§ **Extracted text**
•••

Even those in the national mainstream media—many of whom are vehemently anti-police—can no longer ignore the crime crisis now plainly on view. -

Even those in the national mainstream media—many of whom are vehemently anti-police—can no longer ignore the crime crisis now plainly on view.

Newsflash: Crime is on the rise in cities across America—that's what the news headlines across the country say these days. Here are but a few recent examples...

  • "Hate Crimes, Shooting Incidents in New York City Have Surged"
  • "Houston Leaders Grapple with Continued Rise in Violent Crime"
  • "Shootings rise in Portland, as Police Blame Gang Violence"
  • "Chicago Police Look to Slow Down Crime as Shootings Spike"
  • "Homicides Soar Nationwide—Local Leaders at a Loss for Answers"

Of course, this is not exactly "news" to law enforcement professionals because the abovementioned rise in crime has been patently obvious for many months now.

Officers, troopers, and deputy sheriffs have seen with their own eyes what many in the American public—and importantly, those whose job it is to write the abovementioned headlines—are seeing with open eyes as if for the very first time.

•••

[Dataset items]
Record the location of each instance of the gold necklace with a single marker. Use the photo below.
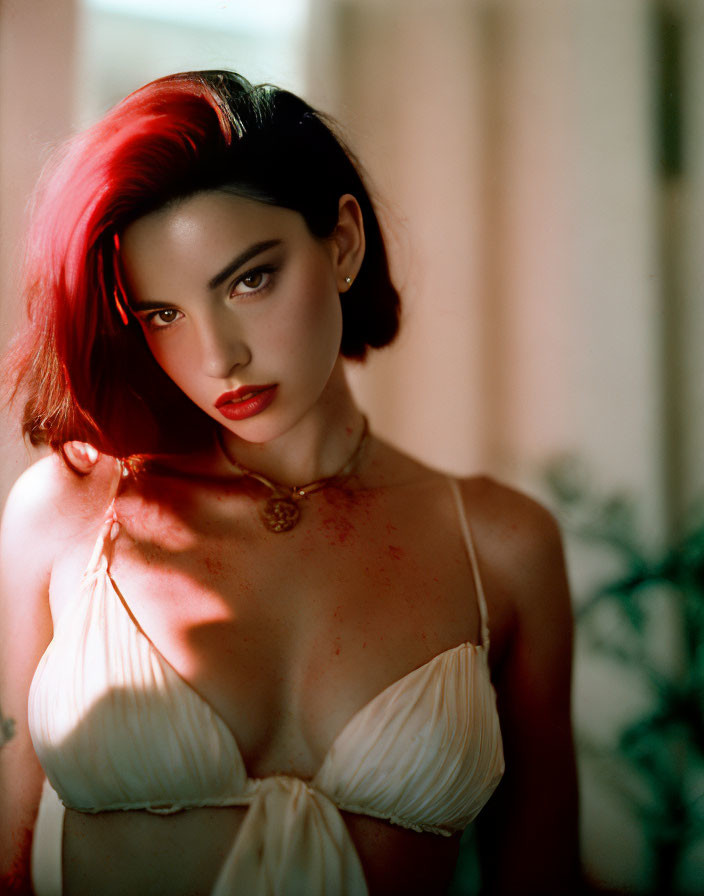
(281, 511)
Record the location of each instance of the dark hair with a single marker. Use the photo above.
(82, 359)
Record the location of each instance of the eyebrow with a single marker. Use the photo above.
(236, 263)
(239, 260)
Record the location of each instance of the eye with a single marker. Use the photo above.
(253, 281)
(156, 320)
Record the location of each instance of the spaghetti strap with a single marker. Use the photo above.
(472, 554)
(109, 529)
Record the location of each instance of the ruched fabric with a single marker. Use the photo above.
(115, 727)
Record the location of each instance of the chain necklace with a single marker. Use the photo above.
(281, 511)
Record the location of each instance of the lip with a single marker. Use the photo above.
(247, 401)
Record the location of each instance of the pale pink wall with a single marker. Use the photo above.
(36, 96)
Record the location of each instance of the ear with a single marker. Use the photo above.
(348, 242)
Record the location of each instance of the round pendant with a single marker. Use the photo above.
(280, 514)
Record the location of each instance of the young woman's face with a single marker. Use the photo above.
(240, 306)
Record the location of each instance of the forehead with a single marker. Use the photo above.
(202, 233)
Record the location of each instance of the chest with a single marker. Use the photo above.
(287, 635)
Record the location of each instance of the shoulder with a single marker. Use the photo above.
(521, 557)
(510, 524)
(51, 502)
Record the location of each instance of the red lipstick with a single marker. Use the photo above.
(247, 401)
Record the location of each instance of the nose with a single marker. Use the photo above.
(221, 350)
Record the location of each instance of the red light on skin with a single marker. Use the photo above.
(245, 402)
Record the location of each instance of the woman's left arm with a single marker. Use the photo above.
(528, 833)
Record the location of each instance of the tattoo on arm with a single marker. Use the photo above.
(7, 729)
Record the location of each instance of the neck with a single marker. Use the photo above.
(316, 447)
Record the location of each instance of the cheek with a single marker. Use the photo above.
(174, 355)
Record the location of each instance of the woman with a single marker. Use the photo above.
(235, 684)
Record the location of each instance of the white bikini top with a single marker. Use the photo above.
(116, 727)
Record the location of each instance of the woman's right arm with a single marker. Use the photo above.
(25, 630)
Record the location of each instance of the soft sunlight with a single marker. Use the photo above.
(236, 14)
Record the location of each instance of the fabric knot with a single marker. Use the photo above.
(293, 842)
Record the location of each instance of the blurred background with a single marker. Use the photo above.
(539, 167)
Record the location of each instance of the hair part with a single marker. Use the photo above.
(82, 361)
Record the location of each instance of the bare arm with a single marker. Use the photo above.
(46, 512)
(25, 630)
(528, 833)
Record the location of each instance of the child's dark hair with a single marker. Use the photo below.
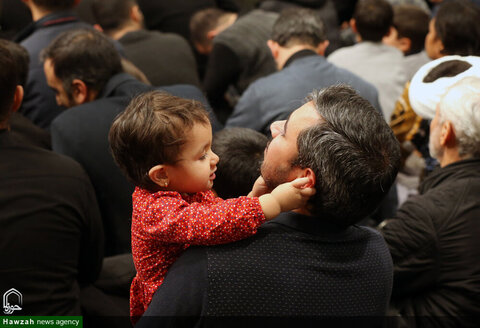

•••

§ **Written exercise 1**
Find each line of the records that contains the string "below", and copy those lines out in full.
§ **Written exercise 2**
Pick up the text on rising crime in American cities after its final sentence, and write the next part of it.
The text on rising crime and the records are unrelated pieces of material.

§ **Exercise result 1**
Record the location of each instance of the gold necklace with a single marker. Use the photo below.
Record the location of each instance of the child's dark hair with a single marker. Use the photo below.

§ **Exercise result 2**
People otherwise unaffected by criminal activity are now seeing on a regular basis what LEOs see every single day and night because police departments and private entities are increasingly releasing video to highlight the rampant crime problem in the United States.

Even those in the national mainstream media—many of whom are vehemently anti-police—can no longer ignore the crime crisis now plainly on view.

Local Goes National

Local media have typically been pretty attentive to reporting on local crime. For most newspapers, radio stations, and TV news desks, local crime almost always leads—it is the top-of-the-hour, above-the-fold stuff. The national mainstream media (MSM) is a different kettle of fish entirely. To them, local news is just that—local.

Many in MSM—notably the cable news channels not named Fox and the "Big Three" legacy broadcast networks—have focused instead on "bail reform" and "criminal justice reform" arguing that these are national issues. They have—either tacitly or explicitly—supported those who sought to "defund" or "reimagine" the police and openly ridiculed anyone who said that crime hurting (and killing) real people.

Recently though, there's been a shift in editorial focus, with those same "news" entities finally acknowledging a reality that has been thrust into the faces—quite literally—of innocent civilians across America.

After video of groups of shoplifters brazenly fleeing on foot from fancy-pants retail stores in fancy-pants downtown San Francisco emerged those big national news outlets ran the tape in their run-up to panel discussions on poverty, racism, and equity.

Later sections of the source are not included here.